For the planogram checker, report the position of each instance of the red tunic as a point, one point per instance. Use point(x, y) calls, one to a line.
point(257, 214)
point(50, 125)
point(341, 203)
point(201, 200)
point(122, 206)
──────────
§ Task goal
Can you rewrite the records with "red tunic" replaced by "blue jacket" and everything else left unchanged?

§ Result of the exercise
For the planogram checker, report the position of each instance of the blue jacket as a point, one point per instance. Use point(x, y) calls, one to a line.
point(257, 214)
point(50, 125)
point(341, 203)
point(201, 200)
point(122, 206)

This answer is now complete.